Qué se pide> Reproduce tal cual, del texto sobre Jaffna, el fragmento que va desde "A juzgar por" hasta "órdenes de Colombo.".

Texto proporcionado>
# # #

A juzgar por la vida en Jaffna, aunque el conflicto ha terminado, la autonomía tamil parece un sueño lejano. Lo primero que se ve al llegar a la ciudad es la abrumadora presencia militar. Según ciertos cálculos, hay hasta 40.000 soldados srilanqueses en la diminuta península. Sin embargo, un europeo que trabaja en labores de desarrollo dice que la situación ha mejorado. “Antes había soldados armados cada 20 metros; ahora están cada 50”. Pero su presencia recuerda cuál es su tarea: garantizar que los tamiles obedezcan las órdenes de Colombo.

Lo irónico es que la propia presencia de los militares está tal vez fomentando la aparición de una resistencia renovada. Muchos tamiles protestan por la cantidad y la calidad de las tierras que ha ocupado las Fuerzas Armadas en Jaffna. El 18% de la península está designado como “zona de alta seguridad”, tierras que antes pertenecían a los tamiles pero en las que ahora está prácticamente prohibido que entre cualquiera que no lleve uniforme militar. Además, la incautación de esos terrenos ha complicado el reasentamiento de los tamiles que huyeron o se vieron obligados a desplazarse durante los 30 años de violencia. Algunos se han establecido en otros lugares, pero quedan muchos miles en campos de refugiados provisionales que despiertan la indignación de la población tamil y de los observadores internacionales de los derechos humanos.

# # #

Listado extraído>
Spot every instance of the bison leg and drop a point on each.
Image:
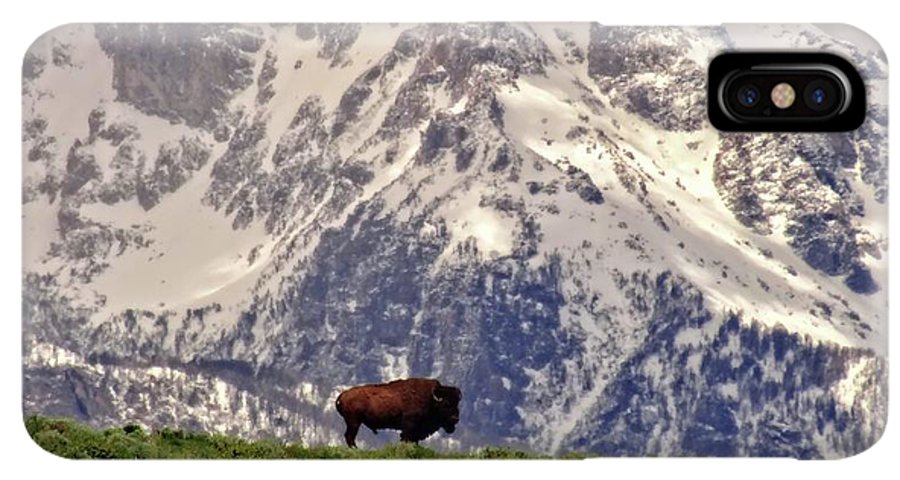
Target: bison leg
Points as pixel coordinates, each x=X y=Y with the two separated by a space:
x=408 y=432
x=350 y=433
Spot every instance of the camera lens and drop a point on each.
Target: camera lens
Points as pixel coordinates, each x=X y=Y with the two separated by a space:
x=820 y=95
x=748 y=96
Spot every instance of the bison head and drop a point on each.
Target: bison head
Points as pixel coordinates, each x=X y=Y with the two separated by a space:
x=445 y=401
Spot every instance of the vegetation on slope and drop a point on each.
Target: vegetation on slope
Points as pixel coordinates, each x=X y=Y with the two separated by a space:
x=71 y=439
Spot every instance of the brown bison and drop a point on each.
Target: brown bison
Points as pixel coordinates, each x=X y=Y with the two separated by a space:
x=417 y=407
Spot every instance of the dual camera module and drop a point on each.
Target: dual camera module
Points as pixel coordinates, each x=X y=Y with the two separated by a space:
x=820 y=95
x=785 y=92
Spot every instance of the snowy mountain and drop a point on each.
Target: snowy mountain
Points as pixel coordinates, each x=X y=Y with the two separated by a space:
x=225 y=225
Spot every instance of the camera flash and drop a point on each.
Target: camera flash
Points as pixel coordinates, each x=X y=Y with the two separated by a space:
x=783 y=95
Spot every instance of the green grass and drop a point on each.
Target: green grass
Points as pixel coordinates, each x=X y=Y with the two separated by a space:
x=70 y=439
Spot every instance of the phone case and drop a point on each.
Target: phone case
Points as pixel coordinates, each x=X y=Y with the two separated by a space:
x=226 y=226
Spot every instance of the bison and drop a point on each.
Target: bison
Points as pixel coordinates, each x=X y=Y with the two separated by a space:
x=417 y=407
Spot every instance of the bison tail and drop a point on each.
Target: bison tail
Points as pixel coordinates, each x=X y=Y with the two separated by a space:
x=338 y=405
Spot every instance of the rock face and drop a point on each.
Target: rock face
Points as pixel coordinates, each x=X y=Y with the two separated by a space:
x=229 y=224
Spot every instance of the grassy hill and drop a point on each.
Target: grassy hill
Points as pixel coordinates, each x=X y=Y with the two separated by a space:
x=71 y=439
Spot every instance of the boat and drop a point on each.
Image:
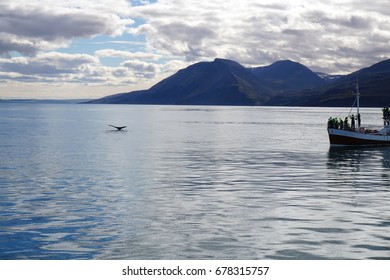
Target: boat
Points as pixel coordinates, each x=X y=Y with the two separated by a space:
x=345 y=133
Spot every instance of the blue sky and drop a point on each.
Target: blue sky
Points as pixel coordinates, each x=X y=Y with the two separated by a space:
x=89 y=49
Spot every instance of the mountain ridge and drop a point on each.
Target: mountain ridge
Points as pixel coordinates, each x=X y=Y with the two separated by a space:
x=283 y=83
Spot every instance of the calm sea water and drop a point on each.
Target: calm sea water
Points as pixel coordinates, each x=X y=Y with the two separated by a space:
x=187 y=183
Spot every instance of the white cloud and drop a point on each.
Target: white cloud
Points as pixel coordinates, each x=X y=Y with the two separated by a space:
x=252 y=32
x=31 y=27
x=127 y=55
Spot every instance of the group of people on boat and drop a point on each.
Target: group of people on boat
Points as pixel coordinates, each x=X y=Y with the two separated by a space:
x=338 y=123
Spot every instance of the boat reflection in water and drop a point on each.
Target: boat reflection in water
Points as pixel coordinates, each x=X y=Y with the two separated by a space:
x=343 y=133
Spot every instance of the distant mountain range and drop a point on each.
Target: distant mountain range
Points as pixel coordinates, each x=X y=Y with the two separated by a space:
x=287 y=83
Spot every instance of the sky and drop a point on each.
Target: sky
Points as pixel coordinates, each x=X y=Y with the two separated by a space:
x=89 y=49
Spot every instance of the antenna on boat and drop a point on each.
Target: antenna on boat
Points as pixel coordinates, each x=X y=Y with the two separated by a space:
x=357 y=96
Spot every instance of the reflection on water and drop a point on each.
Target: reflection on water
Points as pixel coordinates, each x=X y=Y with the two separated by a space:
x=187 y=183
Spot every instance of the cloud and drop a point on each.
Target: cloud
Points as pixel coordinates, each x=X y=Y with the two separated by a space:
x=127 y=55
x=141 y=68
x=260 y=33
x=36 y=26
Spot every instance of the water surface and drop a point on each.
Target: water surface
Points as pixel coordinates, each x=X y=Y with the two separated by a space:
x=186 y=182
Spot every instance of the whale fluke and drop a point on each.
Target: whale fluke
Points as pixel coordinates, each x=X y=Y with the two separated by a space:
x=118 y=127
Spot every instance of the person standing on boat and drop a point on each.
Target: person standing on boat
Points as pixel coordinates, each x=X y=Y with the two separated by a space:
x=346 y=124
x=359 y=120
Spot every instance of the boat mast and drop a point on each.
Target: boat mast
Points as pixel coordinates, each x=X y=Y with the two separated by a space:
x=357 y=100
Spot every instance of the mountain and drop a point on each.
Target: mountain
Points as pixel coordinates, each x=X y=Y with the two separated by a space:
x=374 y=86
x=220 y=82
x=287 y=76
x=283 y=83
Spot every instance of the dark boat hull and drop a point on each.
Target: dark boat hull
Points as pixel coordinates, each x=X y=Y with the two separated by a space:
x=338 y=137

# # #

Tarea resuelta>
A juzgar por la vida en Jaffna, aunque el conflicto ha terminado, la autonomía tamil parece un sueño lejano. Lo primero que se ve al llegar a la ciudad es la abrumadora presencia militar. Según ciertos cálculos, hay hasta 40.000 soldados srilanqueses en la diminuta península. Sin embargo, un europeo que trabaja en labores de desarrollo dice que la situación ha mejorado. “Antes había soldados armados cada 20 metros; ahora están cada 50”. Pero su presencia recuerda cuál es su tarea: garantizar que los tamiles obedezcan las órdenes de Colombo.